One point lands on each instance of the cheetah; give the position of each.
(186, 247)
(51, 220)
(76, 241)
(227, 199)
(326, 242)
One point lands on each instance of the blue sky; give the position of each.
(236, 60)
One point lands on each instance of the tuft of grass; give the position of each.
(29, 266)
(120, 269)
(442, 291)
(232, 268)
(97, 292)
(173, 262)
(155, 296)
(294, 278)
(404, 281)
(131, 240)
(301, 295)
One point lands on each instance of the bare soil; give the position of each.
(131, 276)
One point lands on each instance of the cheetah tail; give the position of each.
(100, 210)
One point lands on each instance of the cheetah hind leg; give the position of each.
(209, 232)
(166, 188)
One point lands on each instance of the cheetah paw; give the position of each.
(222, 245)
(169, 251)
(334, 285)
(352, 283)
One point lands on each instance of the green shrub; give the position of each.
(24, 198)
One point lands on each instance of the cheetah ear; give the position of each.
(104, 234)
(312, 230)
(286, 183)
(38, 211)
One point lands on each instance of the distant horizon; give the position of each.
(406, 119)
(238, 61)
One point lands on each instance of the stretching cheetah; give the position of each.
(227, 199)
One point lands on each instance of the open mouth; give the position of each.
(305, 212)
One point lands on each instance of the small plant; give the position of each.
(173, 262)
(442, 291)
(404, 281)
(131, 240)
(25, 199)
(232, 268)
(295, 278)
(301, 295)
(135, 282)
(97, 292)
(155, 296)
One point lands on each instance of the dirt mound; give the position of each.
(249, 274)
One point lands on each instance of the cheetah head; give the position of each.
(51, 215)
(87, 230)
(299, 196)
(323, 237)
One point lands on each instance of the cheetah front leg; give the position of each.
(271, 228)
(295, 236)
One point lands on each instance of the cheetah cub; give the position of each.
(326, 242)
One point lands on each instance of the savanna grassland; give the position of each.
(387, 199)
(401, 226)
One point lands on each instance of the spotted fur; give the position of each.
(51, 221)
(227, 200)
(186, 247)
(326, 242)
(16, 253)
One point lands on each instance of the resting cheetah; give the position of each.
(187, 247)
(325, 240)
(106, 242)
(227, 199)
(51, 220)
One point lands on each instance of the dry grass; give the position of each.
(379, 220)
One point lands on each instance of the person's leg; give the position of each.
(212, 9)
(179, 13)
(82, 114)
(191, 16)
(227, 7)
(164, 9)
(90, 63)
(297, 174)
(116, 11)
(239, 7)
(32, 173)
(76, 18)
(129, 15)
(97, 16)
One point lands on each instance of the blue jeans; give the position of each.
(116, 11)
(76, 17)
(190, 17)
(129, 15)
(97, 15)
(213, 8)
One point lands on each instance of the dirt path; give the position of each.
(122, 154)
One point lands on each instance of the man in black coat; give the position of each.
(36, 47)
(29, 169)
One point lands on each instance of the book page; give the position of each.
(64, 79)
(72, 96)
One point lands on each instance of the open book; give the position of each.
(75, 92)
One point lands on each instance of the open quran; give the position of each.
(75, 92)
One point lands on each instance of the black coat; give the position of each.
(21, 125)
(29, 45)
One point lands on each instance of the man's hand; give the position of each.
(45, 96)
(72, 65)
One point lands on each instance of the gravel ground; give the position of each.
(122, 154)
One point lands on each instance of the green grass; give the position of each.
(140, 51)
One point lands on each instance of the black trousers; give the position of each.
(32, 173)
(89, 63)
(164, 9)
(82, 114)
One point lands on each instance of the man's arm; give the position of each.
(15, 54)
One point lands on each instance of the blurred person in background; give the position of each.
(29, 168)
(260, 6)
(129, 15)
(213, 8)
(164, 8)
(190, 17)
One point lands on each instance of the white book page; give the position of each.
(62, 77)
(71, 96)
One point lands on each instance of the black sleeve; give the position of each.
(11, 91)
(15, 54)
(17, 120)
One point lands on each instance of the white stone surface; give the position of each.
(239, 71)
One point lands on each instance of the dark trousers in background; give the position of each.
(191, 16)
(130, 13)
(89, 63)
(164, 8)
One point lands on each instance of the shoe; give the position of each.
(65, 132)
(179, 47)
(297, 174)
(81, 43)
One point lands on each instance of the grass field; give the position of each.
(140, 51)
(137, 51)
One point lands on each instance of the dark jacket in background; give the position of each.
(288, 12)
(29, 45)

## [What to work on]
The required output is every line of the entries, starting at the one that contains "One point lands on each instance of the dirt path;" and ending at the last, copied exactly.

## [Response]
One point lands on each instance of the dirt path; give the position of each.
(122, 154)
One point lands on each instance of the man in black coat; give the position of each.
(36, 47)
(29, 169)
One point lands on each instance of the book page; give the position of each.
(64, 79)
(72, 96)
One point lands on each instance of the open book; give the position of each.
(75, 92)
One point lands on each instance of the open quran; give the position of each.
(75, 92)
One point lands on each instance of the black coat; give the position of each.
(21, 125)
(29, 45)
One point lands on each instance of the man's hand; give the position of each.
(45, 96)
(72, 65)
One point lands on each instance of the gravel ground; give the position of each.
(122, 154)
One point lands on each instance of the green grass; give the position of each.
(140, 51)
One point lands on each instance of the black trousers; give the position of each.
(32, 173)
(89, 63)
(164, 9)
(82, 114)
One point lands on each instance of the man's arm; give the position of each.
(15, 54)
One point lands on each instance of the blurred person in background; give the position of each.
(29, 168)
(260, 6)
(129, 15)
(213, 8)
(164, 8)
(190, 17)
One point lands on each instance of the white book page; give the position of each.
(62, 77)
(71, 96)
One point lands on each instance of the black sleeve; give the position of each.
(11, 91)
(15, 54)
(17, 120)
One point lands on each instance of the white stone surface; give the position of each.
(239, 71)
One point lands on each instance of the dark trousers in background; give the position of each.
(191, 16)
(130, 13)
(89, 63)
(164, 8)
One point lands on each instance of the shoe; give the position of each.
(65, 132)
(179, 47)
(297, 174)
(81, 43)
One point lands on each instance of the grass field; give the position of each.
(140, 51)
(137, 51)
One point lands on each instance of the dark jacket in background; give the position of each.
(288, 12)
(29, 45)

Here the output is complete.